Write out the data below in full. Keep it exact.

Input |

⟨

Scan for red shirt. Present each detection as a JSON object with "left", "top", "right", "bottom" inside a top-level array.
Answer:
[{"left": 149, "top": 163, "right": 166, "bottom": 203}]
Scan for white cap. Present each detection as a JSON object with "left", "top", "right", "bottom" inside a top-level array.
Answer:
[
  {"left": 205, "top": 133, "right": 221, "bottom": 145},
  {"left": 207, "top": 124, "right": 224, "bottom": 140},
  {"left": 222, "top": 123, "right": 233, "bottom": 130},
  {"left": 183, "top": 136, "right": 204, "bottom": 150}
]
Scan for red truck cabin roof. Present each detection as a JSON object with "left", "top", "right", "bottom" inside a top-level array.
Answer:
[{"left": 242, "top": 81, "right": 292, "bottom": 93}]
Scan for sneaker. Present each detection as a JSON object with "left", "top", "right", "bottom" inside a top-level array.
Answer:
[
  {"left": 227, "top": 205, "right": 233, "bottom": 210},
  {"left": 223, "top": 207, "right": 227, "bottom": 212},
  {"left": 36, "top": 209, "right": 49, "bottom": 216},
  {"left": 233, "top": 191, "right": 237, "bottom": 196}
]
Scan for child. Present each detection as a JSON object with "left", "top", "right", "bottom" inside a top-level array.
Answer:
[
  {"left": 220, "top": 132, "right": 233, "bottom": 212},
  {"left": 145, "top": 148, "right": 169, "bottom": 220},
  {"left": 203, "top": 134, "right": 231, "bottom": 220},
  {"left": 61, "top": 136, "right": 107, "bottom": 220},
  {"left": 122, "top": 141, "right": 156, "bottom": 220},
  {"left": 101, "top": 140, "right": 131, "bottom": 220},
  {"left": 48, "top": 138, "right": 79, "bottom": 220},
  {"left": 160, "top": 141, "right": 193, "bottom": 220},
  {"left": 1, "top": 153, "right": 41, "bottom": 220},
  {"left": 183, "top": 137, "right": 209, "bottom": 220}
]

⟩

Reply |
Scan for red shirt. Present each detection as a JSON object with "left", "top", "right", "bottom" inside a top-level array.
Answer:
[{"left": 149, "top": 163, "right": 166, "bottom": 203}]
Scan for white cap. Present each detection as a JSON object with "left", "top", "right", "bottom" inside a top-level array.
Answer:
[
  {"left": 205, "top": 133, "right": 221, "bottom": 145},
  {"left": 207, "top": 124, "right": 224, "bottom": 140},
  {"left": 222, "top": 123, "right": 233, "bottom": 130},
  {"left": 183, "top": 136, "right": 204, "bottom": 150}
]
Scan for red truck cabin roof. Present each detection as a JSON object with "left", "top", "right", "bottom" inside a top-level array.
Answer:
[{"left": 242, "top": 81, "right": 292, "bottom": 93}]
Scan for sneaker. Present each detection as a JSON object with "left", "top", "right", "bottom" inside a top-level array.
Answer:
[
  {"left": 227, "top": 205, "right": 233, "bottom": 210},
  {"left": 223, "top": 207, "right": 227, "bottom": 212},
  {"left": 36, "top": 209, "right": 49, "bottom": 216},
  {"left": 233, "top": 191, "right": 237, "bottom": 196}
]
Scan for child. Present each detection as a JSON object with "left", "top", "right", "bottom" inside a top-level array.
Answer:
[
  {"left": 220, "top": 132, "right": 233, "bottom": 212},
  {"left": 145, "top": 148, "right": 169, "bottom": 220},
  {"left": 203, "top": 134, "right": 231, "bottom": 220},
  {"left": 61, "top": 136, "right": 107, "bottom": 220},
  {"left": 122, "top": 141, "right": 156, "bottom": 220},
  {"left": 101, "top": 140, "right": 131, "bottom": 220},
  {"left": 48, "top": 138, "right": 79, "bottom": 220},
  {"left": 160, "top": 141, "right": 193, "bottom": 220},
  {"left": 1, "top": 153, "right": 41, "bottom": 220},
  {"left": 183, "top": 137, "right": 209, "bottom": 220}
]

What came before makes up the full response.